Source records:
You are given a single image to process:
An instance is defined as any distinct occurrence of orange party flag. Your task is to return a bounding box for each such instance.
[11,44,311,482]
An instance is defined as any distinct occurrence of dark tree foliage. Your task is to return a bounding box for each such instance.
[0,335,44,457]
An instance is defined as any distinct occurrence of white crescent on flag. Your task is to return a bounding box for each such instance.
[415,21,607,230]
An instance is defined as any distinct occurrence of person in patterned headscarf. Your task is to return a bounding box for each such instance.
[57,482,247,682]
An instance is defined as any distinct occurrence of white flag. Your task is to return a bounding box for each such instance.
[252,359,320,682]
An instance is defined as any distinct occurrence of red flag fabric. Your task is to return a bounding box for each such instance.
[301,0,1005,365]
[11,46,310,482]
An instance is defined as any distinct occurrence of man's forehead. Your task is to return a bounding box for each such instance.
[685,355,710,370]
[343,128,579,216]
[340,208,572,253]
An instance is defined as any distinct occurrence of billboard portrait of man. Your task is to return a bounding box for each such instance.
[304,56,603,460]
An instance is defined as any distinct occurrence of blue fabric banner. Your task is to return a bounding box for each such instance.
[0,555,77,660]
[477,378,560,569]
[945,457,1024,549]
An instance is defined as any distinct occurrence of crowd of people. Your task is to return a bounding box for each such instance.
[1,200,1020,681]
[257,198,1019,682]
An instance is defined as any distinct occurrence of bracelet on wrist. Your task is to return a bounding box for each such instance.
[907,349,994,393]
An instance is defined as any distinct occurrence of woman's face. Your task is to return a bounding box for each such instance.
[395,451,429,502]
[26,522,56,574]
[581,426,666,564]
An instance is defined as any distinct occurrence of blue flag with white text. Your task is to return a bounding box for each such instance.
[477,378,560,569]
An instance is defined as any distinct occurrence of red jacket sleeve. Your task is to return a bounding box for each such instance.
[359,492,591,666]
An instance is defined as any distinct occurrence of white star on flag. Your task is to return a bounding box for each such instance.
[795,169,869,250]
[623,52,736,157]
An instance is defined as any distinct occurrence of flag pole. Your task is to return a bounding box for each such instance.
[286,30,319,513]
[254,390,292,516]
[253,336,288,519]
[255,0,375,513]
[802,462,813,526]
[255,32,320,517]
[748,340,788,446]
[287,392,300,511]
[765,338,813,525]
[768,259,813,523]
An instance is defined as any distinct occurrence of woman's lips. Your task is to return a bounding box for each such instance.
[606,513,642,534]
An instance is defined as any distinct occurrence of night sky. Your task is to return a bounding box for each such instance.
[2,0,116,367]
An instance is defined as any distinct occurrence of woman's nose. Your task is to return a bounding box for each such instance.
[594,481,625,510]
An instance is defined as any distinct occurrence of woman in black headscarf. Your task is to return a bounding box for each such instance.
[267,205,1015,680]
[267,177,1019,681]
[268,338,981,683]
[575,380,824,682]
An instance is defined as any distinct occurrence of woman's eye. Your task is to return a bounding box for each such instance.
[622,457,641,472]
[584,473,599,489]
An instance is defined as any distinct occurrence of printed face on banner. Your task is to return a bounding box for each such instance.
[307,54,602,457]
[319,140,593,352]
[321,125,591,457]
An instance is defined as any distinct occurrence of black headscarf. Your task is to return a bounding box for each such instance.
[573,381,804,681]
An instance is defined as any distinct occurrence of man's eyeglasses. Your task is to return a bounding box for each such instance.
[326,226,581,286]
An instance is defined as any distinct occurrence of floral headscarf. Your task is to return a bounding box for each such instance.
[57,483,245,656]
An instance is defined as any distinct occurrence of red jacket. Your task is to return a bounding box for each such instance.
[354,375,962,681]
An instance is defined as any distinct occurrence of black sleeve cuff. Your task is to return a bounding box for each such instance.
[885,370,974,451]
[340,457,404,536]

Your task:
Reproduce the material word for word. Leave nothing out.

Exercise solution:
You are given a single image to process:
An instance is defined as any distinct occurrence of orange party flag. Your task is to return a bounding box for each such instance.
[11,44,311,482]
An instance is defined as any distinct occurrence of dark tree foliage. Your task is to return a bounding box for each such instance.
[0,335,44,457]
An instance is defined as any distinct occurrence of white crescent on flag. Your task is to return a bounding box for each such instance.
[415,21,607,230]
An instance is defined as any distinct occurrence of person in patterned headscarf. Your task is to return a bounding box for each such instance.
[57,482,247,682]
An instance is defined as any distinct occurrence of white flag. Your task is to return a bounding box for each such instance.
[252,359,320,682]
An instance is defined as any distinct occurrence of red flag fabric. Your task is to return a bounding box for each such instance.
[301,0,1005,365]
[11,46,310,482]
An instance is defined as any distinct occurrence of man's forehead. Your task is to return a bounding box for each such instance.
[685,355,710,370]
[343,128,579,216]
[340,208,572,253]
An instance is defined as any distinct occurrence of billboard portrait of man. Your task is to return a bounding box for each such instance.
[304,56,603,460]
An instance is defined as any distinct occurrence of blue fabric banner. Your task is to return a bounding box for each such instance.
[0,555,77,660]
[477,378,560,569]
[945,457,1024,549]
An instance is defined as any distinct occurrence of crowd of people. Your task is to return a bounding box for each such instance.
[1,200,1020,681]
[257,198,1019,682]
An instance is defined as any distinct occurrence of bracelet on wrist. Your task is to return a bounding box for each such instance.
[907,349,994,393]
An instance is defined as any distinct occurrence of woman's face. Your task is to return a bounding box for each such instance.
[395,451,429,502]
[26,522,56,574]
[581,426,666,564]
An instance is defined as any distinct occurrence of blue flag with white text. Your task is to return a bounding box for each such instance.
[477,378,560,569]
An instance is defined as any distinct occurrence of red jacket sleeve. Your task is to return a bounding box for each such instance.
[359,492,591,666]
An instance is defined as any distinct occurrence of white star on flag. Your task is to return a bounding box for each such instance.
[795,169,869,250]
[623,52,736,157]
An instance is defined as any distinct occurrence of flag pole. Your task is to return a bounding box for each such instance.
[286,30,319,513]
[254,390,292,516]
[253,336,288,519]
[255,0,375,513]
[802,462,813,526]
[255,32,320,517]
[748,340,788,446]
[287,392,300,511]
[765,338,813,525]
[768,259,813,523]
An instance is defined as any distinct occurrence of woman's lips. Your task is to return a bounding box for each such instance.
[606,513,642,534]
An instance is defined as any distinct occurrence of night sky. Your task is to return a bounding box for each such instance.
[2,0,116,367]
An instance is defined as any distinct occurrence of woman's nose. Your task is to return a bounding box for each such instance.
[594,481,625,510]
An instance is defined as any distinct occurrence of woman in black headscarf. Your task is to return a bounding box for each such instance.
[267,205,1015,680]
[267,177,1019,681]
[268,338,981,683]
[575,380,824,682]
An instance is defined as any distinct occurrence of woman's eye. Your task is to return a bounding box for each such instance.
[622,457,641,472]
[584,473,599,489]
An instance is defined as any distinct occurrence of printed face on banner. Your task is to return a bounding box for each such instance.
[307,54,602,457]
[319,140,593,352]
[321,125,591,457]
An instance is defined as any distinct occurrence of black headscarf. Your task is to return a bounding box for each such instance.
[573,381,804,681]
An instance is defined as any distinct occurrence of man's eyeglasses. Your task is to return a bounding box for each such instance.
[326,226,581,286]
An instance is defined as any distinct occurrence of floral headscarf. Your task is to return a bounding box for each such instance.
[57,483,245,656]
An instance is defined as any distinct occurrence of red jacket. Your task is to return a bounding box for each such instance.
[354,375,962,681]
An instance is defined as any distinct occurrence of black sleeve cuff. Your task is to return a bounding box for each such instance.
[885,370,974,451]
[340,457,404,536]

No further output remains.